Would you retype, word for word, the line with "Annotate melon cube" and every line after it through the end of the records below?

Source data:
******************************
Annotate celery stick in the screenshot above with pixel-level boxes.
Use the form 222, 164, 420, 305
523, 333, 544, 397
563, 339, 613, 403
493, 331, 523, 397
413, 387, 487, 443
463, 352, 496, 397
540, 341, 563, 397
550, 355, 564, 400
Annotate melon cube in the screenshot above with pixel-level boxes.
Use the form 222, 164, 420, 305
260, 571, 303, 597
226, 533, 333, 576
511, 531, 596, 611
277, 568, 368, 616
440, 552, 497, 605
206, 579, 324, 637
******************************
▸ Exercise result
Annotate melon cube in the screenshot above with pixel-level boxes.
Use the form 222, 164, 420, 305
260, 571, 303, 597
226, 533, 333, 576
511, 531, 596, 611
277, 568, 368, 616
440, 552, 497, 605
206, 579, 324, 637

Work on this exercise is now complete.